▶ DATA SHOWN
::::::::

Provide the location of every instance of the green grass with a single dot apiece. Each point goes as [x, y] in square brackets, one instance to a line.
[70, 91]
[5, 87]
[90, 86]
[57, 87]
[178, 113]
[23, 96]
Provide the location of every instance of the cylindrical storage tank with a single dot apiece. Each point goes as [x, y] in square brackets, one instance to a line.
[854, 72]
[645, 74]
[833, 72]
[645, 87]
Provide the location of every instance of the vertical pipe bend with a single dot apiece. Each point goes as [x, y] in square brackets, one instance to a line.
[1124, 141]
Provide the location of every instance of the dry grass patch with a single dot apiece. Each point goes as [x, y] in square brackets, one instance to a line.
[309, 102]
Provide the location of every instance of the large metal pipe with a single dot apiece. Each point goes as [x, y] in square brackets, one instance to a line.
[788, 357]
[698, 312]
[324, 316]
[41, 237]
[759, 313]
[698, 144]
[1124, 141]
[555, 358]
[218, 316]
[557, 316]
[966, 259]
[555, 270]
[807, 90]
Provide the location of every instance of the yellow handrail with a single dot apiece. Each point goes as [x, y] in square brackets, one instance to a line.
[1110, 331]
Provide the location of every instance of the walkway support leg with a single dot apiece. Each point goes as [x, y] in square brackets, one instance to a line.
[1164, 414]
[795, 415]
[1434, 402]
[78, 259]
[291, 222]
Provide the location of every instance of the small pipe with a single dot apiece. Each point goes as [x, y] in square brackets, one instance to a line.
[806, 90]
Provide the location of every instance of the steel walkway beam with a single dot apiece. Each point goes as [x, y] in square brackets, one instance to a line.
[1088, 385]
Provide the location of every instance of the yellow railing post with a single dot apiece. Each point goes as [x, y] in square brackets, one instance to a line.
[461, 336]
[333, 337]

::::::::

▶ GIVEN INSTRUCTION
Output each record precisely as given.

▶ EXERCISE RESULT
Provide the location of every instance of the green grass with a single dot apiece. Each point goes as [x, y] in square brackets, one instance to a line.
[70, 91]
[5, 87]
[90, 86]
[57, 87]
[178, 113]
[23, 96]
Provide the location of every instance of the cylindrical storage tank with a single dot apiece. Each point goes as [x, y] in square brackets, one instance to a line.
[854, 72]
[645, 74]
[833, 72]
[645, 87]
Provide the location of every instance of the vertical pipe bend with a single dot apiece. Each point goes as [x, y] in square brackets, one instance to a line.
[1124, 141]
Provide the location of every instance of the dry grass patch with a single dot apiece. Each point goes as [x, y] in square brackets, one instance to a line.
[309, 102]
Provide the location of every instance of the large metal pipe with a single dot apiece. Each point goes as [x, y] in square brackets, one instance to a line.
[788, 357]
[698, 312]
[324, 316]
[41, 237]
[759, 313]
[698, 144]
[1124, 141]
[555, 358]
[218, 316]
[557, 316]
[966, 259]
[555, 270]
[807, 90]
Provide the location of every instance of the yellow handrail with a single dot apiece. Each point goes as [x, y] in square brackets, one instance to a line.
[1110, 331]
Provide the location of every instance of the walkway support leg with a single dot apiece. Each point goes as [x, y] in square brackets, one instance to a line.
[1164, 414]
[795, 415]
[1434, 402]
[78, 259]
[291, 222]
Provide the location of every instance of the small pipe with a single dot apiece. Each point goes as [x, y] in square brackets, one instance to a line.
[806, 90]
Provide the location of every instance of the steel walkway beam with a single dot apiece. Each point goes as [x, y] in square brackets, one instance to a line.
[1088, 385]
Provide the location of every instance of the yellow railing post with a single dot apiece. Each point goes as [x, y] in square brackets, one instance to a line.
[461, 336]
[333, 337]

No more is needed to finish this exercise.